▶ _Given request_: Write out the material exactly, with the pictures left out.

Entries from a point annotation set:
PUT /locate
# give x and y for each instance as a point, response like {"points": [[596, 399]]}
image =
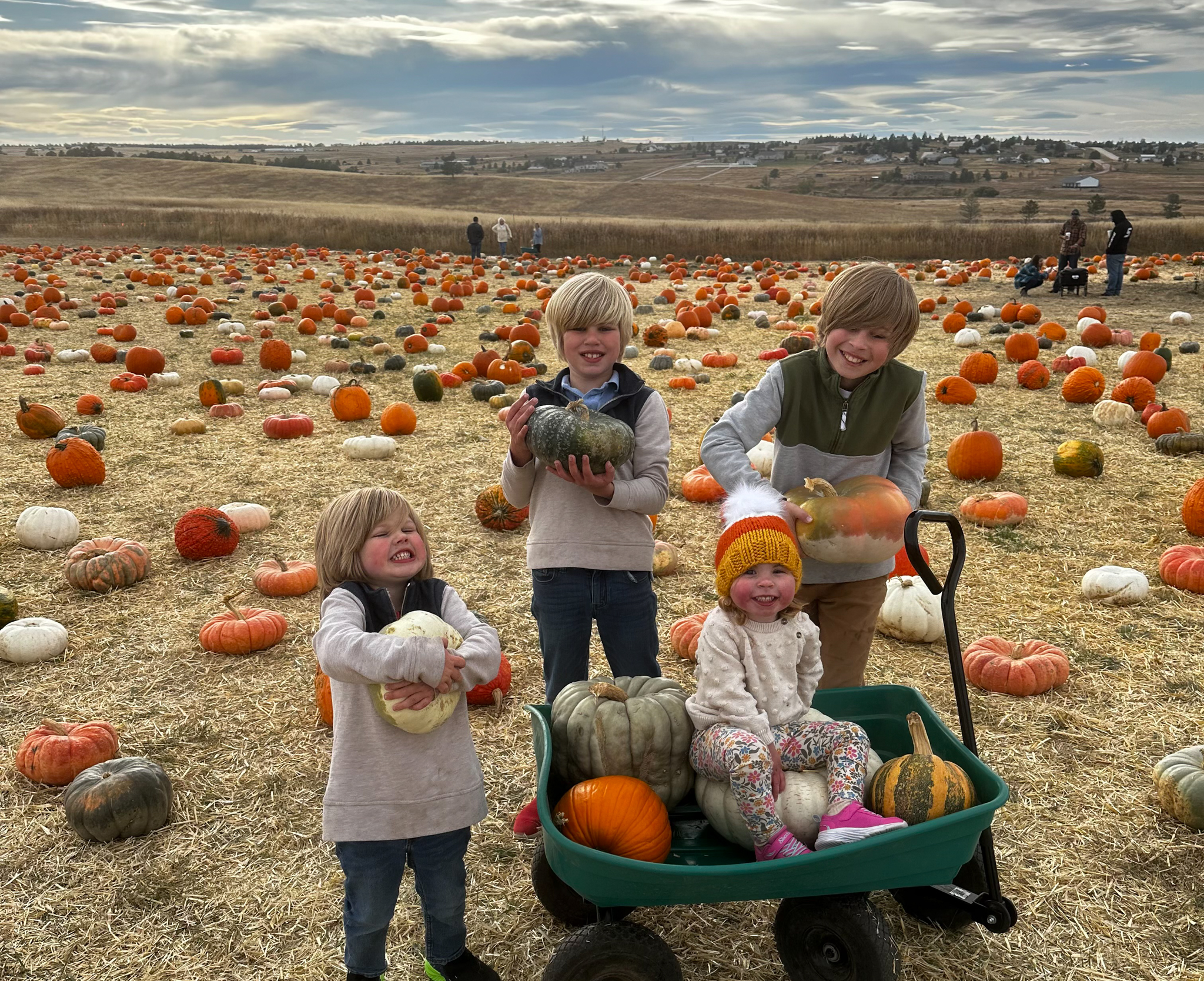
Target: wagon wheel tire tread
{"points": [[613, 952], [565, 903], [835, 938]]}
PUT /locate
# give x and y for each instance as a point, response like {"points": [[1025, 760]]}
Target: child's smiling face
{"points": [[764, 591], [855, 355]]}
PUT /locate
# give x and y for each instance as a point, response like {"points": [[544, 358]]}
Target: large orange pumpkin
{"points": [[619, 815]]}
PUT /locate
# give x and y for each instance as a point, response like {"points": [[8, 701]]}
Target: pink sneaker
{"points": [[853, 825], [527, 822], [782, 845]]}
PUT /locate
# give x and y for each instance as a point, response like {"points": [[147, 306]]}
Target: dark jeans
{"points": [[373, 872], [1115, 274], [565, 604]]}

▶ _Result for this exercise_:
PUT /locate
# give x and y for each instance as a point, response like {"points": [[596, 399]]}
image =
Target: wagon wheel tire tread
{"points": [[613, 952], [565, 903], [835, 938]]}
PUT /locate
# give x and y for each instance as a point, response like {"points": [[1025, 760]]}
Target: child's smiling face
{"points": [[764, 591], [855, 355]]}
PUT /locate
# give x and y for each instance as a point, response like {"points": [[544, 358]]}
Target: large orange pumpkin
{"points": [[619, 815]]}
PUT /locate
# give x and y for each instance as a point, response like {"points": [[8, 701]]}
Target: pink sneaker
{"points": [[853, 825], [527, 822], [782, 845]]}
PUT /locate
# give x and y for each instance as a point, response like {"points": [[147, 306]]}
Target: dark jeans
{"points": [[373, 872], [1115, 274], [565, 604]]}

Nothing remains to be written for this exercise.